- ÉNONCÉ DU PROBLÈME 1 -
Restituez mot pour mot l'ensemble des lignes des entrées d'étiquetage des emplacements, de la première à la dernière.

=== PAGE ===

POUVOIR AU FEMININ : LA FIN D'UNE IMPUISSANCE

Cahier Culture et foi, Ces églises que nous sommes, 1977

 

Je suis venue à l'église au soir de Vatican II (1962-1963), dans un climat où le monde était regardé avec cette espérance que lui avait réservée jadis l'épître aux Corinthiens.

La création, l'humain, le mariage sont appelés à la régénération. On pouvait croire que le temps d'un nouveau rapport entre l'homme et la femme était venu. Les discours sur le mariage d'amour étaient à la mode et la femme y était revêtue d'une parure neuve : celle de l'égalité. Mais était-ce là autre chose qu'une inévitable concession, bien mesurée, à la modernité et surtout une décision de donner au mariage la seule raison d'être qu'il pouvait encore avoir dans la société bourgeoise : le couple.

Les formulations étaient mises au goût du jour et la pluralité des textes de l'Ecriture proposée aux fiancés pour la liturgie du mariage servait d'argument pour adoucir le texte d'Ephésiens V, (mari aimant, femme soumise), en le noyant parmi d'autres.

J'avais la naïveté de croire que le droit des femmes à l'intelligence était acquis dans l'église. J'y voyais une conséquence de l'égalité de l'homme et de la femme devant le salut. Mais mon étonnement n'avait pas fini d'être éprouvé.

Dans les groupes d'étudiants chrétiens que je fréquentais alors, bon nombre de filles se mariaient en affirmant que la vie conjugale commune avec un intellectuel chrétien leur permettrait d'avoir leur propre rôle de femme intellectuelle chrétienne. Or bien vite je m'aperçus que dans le mariage, comme dans la vie religieuse, le modèle de l'épouse mère étouffait le désir de la femme intelligente. Physiquement ou symboliquement une femme ne pouvait se définir que comme épouse et mère, exclusivement, c'est-à-dire toujours dépendante. Fallait-il donc que ce fut un destin? Je m'opposais à ce destin et cherchais des espaces d'église pour devenir une femme chrétienne pouvant parler, écrire, exister seule et en relation avec d'autres. Les groupes informels qui se multipliaient dès les années 65, mais surtout après 68, me paraissaient porter l'espoir d'un nouveau rapport homme/femme. Libre, par rapport à l'institution il ne serait pas contraint de préserver des modèles du passé pour sauvegarder certaines structures. Mais l'isolement dont ces groupes étaient menacés me fit chercher un lieu pour leur rassemblement. C'est ainsi que je vins à Saint-Bernard de Montparnasse.

===

- ÉNONCÉ DU PROBLÈME 2 -
Reprenez l'essai sur la place des femmes dans l'Église et poursuivez-le à partir de sa dernière phrase.

=== DONNÉES PRÉSENTÉES ===

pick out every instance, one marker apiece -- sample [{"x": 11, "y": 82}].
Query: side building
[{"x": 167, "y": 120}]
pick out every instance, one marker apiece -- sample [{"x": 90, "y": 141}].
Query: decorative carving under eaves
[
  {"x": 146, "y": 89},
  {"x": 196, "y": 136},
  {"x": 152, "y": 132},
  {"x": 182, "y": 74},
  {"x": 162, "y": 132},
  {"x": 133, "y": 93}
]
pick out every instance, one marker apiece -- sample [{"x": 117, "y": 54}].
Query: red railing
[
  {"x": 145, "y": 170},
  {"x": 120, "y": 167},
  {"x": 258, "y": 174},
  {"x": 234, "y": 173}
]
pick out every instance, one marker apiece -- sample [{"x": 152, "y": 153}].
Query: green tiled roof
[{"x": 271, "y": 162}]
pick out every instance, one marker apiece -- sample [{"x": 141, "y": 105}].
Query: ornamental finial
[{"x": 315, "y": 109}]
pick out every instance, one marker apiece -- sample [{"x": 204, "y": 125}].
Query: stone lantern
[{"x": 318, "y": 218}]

===

- RÉSULTAT OBTENU 1 -
pick out every instance, one marker apiece -- sample [{"x": 11, "y": 82}].
Query: side building
[{"x": 167, "y": 120}]
pick out every instance, one marker apiece -- sample [{"x": 90, "y": 141}].
Query: decorative carving under eaves
[
  {"x": 146, "y": 89},
  {"x": 196, "y": 136},
  {"x": 152, "y": 132},
  {"x": 182, "y": 74},
  {"x": 162, "y": 132},
  {"x": 133, "y": 93}
]
pick out every instance, one marker apiece -- sample [{"x": 117, "y": 54}].
Query: red railing
[
  {"x": 145, "y": 170},
  {"x": 120, "y": 167},
  {"x": 258, "y": 174},
  {"x": 234, "y": 173}
]
pick out every instance, one marker apiece -- sample [{"x": 152, "y": 153}].
Query: green tiled roof
[{"x": 271, "y": 162}]
pick out every instance, one marker apiece -- sample [{"x": 141, "y": 105}].
Query: ornamental finial
[{"x": 315, "y": 109}]
pick out every instance, one marker apiece -- sample [{"x": 204, "y": 125}].
Query: stone lantern
[{"x": 318, "y": 218}]

- RÉSULTAT OBTENU 2 -
           

L'expérience Saint-Bernard de Montparnasse

Si Saint-Bernard n'a pas réussi ce rassemblement, je suis pourtant restée dans cette assemblée qui m'a paru capable d'accepter ma recherche, théorique et pratique, sur mon existence de jeune chrétienne. Ce qui me plut et me plaît à Saint-Bernard, c'est que chacun peut exister sans honte et sans clandestinité. On est reconnu dans son expérience, même étrange ou marginale, dans ses relations, mêmes inattendues. On a le droit de mener une recherche spirituelle, qui que l'on soit et tel que l'on est. Il est donc permis d'exister comme femme, de se dire comme femme, et surtout d'interroger sur la femme une église locale acceptant de se mettre en question.

Il apparaît alors intéressant d'analyser pourquoi dans ce contexte, même à Saint-Bernard, la parole demeure, sinon une parole d'homme, du moins une parole très inégalement partagée, de même que le pouvoir. Les femmes étant là, pour la plupart, de même niveau intellectuel que les hommes, l'inégalité devrait se réduire à ce qui dépend de la seule hiérarchie : la présidence de l'eucharistie. Or dans la marge d'initiative possible on peut faire ce constat :

- le nombre de femmes prenant la parole dans les diverses réunions est toujours inférieur au nombre d'hommes

- les femmes ne prennent pas la parole dans les mêmes conditions que les hommes. Elles évitent de parler en public, mais sont présentées dans les rôles d'accueil ; elles n'ont pas en fait le même pouvoir de décision que les hommes, qui restent les meneurs des différentes rencontres.

 

 

Un interdit réservé aux femmes : l'interdit de la parole

La parole, impossible plaisir de femme, est un symbole de sa condition.

Historiquement, les femmes se sont trouvées tenues à l'écart de la parole, ce "logos" effet-reflet de la raison. Elles étaient représentées passives jusque dans la fonction qu'on leur attribuait en propre : la reproduction et elles étaient jugées incapables d'éduquer des enfants sans le secours de l'homme.

Théoriquement, les femmes sont écartées de la parole, par ce que la parole est elle-même un pouvoir. Plus ou moins efficiente, elle ne peut pas ne pas signifier, et faire ainsi de l'effet sur autrui.

 

Plaisir du corps qui éprouve sa puissance en parlant, plaisir de la culture par la maîtrise sur le monde qu'elle permet, plaisir du prestige dont on entoure le rhéteur habile, la parole n'est pas pour la femme qui a intériorisé son impuissance. La femme est faite pour le papotage et non pour la parole.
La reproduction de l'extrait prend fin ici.